#### Requirement 1:
Extract from the article on tariff-driven stock losses the section that opens with the words containing "Global stock markets" and closes with "intensifying the sell-off.", copying it word for word.
#### Requirement 2:
Extend the article on tariff-driven stock losses, picking up after its last sentence.

#### Study text:
-=-=-=-=-

Global stock markets faced significant declines for the second consecutive day, primarily driven by U.S. President Donald Trump’s expansive tariff strategies, which resulted in a staggering $2.4 trillion loss in Wall Street equities. The situation escalated when China announced it would impose a 34% tariff on all U.S. goods, intensifying the sell-off.
Banking Stocks Hit Hard
Investor anxiety regarding economic growth has caused banking stocks to plummet. As market participants anticipated further cuts to central bank interest rates, 10-year U.S. Treasury yields dropped to their lowest levels since October. This downward trend followed the implementation of a 10% tariff on various U.S. imports and significantly higher tariffs affecting numerous countries.
- David Bahnsen, chief investment officer at The Bahnsen Group, commented, “If the current set of tariffs persists, a recession in Q2 or Q3 is likely, along with a potential bear market.” He added, “The critical question is whether President Trump will consider easing these policies if the stock market enters a bear phase.”

-=-=-=-=-

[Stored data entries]
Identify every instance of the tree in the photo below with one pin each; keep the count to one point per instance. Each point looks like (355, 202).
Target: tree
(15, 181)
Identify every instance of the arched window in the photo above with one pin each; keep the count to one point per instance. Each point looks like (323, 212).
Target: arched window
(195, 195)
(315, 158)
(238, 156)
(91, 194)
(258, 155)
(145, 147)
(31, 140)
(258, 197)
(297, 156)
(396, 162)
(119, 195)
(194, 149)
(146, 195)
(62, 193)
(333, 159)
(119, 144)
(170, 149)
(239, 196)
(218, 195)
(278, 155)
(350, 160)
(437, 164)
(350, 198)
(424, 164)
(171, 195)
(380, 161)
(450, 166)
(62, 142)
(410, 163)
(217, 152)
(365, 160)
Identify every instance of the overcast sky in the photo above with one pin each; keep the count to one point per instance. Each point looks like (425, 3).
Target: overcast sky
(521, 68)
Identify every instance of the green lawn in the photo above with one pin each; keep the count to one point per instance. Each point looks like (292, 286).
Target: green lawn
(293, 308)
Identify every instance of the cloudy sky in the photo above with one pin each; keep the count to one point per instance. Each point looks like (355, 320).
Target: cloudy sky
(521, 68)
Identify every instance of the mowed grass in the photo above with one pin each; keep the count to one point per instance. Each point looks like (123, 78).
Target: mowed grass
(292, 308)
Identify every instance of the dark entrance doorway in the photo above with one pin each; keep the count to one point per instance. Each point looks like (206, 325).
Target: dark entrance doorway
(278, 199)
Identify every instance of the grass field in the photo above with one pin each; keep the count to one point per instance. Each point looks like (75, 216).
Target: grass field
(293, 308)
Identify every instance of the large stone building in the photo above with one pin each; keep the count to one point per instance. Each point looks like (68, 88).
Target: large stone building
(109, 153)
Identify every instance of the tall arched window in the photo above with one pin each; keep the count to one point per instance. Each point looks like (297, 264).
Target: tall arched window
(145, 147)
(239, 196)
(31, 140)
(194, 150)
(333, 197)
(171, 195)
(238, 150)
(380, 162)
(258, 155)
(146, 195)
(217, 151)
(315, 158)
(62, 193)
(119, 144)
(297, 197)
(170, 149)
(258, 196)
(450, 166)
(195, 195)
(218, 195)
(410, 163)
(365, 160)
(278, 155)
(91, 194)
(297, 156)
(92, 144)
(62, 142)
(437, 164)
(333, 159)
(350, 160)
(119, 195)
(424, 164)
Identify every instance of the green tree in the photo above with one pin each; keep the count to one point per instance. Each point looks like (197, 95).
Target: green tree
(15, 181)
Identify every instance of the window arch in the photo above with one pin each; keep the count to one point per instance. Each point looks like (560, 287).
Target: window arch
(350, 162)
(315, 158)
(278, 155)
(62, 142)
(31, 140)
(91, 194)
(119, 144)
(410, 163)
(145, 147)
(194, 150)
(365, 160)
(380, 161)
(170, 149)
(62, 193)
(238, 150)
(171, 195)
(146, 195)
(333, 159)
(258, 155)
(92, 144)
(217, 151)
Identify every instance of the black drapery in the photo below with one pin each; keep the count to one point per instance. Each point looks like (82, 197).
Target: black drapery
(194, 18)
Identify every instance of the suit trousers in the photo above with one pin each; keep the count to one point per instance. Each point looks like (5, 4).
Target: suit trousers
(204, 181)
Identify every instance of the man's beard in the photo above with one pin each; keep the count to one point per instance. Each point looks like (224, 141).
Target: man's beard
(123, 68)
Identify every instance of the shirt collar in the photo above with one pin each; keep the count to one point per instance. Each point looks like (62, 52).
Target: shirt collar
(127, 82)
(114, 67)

-=-=-=-=-

#### Response box 1:
Global stock markets faced significant declines for the second consecutive day, primarily driven by U.S. President Donald Trump’s expansive tariff strategies, which resulted in a staggering $2.4 trillion loss in Wall Street equities. The situation escalated when China announced it would impose a 34% tariff on all U.S. goods, intensifying the sell-off.

#### Response box 2:
European and Asian Markets React
The STOXX 600 in Europe fell by 3.1%, continuing a downward trajectory that puts it on course for its largest weekly decline since February 2022, with a total drop of 6.6%. Meanwhile, Japan’s Nikkei 225 index decreased by 2.8%, marking a second day of losses.
In the U.S., futures for the S&P 500 declined by 1.6%, following a substantial 4.8% drop on Thursday—the most significant one-day decline since the COVID-19 pandemic in 2020. Similarly, Nasdaq futures fell by 1.7% after a 5.4% drop the previous day. The VIX index, which measures market volatility, surged to its highest level since August, reaching 33.
Rate Cut Expectations Rise
On Friday, traders adjusted their expectations, now pricing in over 100 basis points of potential rate cuts from the Federal Reserve this year, an increase from the previous estimate of 75 basis points. Anticipation of rate reductions from the Bank of England and the European Central Bank also grew.
According to J.P. Morgan, the likelihood of a recession in both the U.S. and globally has surged to 60%, up from 40% after the announcement of Trump’s tariffs.
Banking Sector Struggles
The banking sector faced a significant downturn as lower interest rates impact lenders’ profit margins. The STOXX 600 banking index fell by 8.7%, with major banks experiencing sharp declines:
- HSBC shares decreased by 6.9%.
- UBS fell by 5.5%.
- BNP Paribas saw an 8% drop.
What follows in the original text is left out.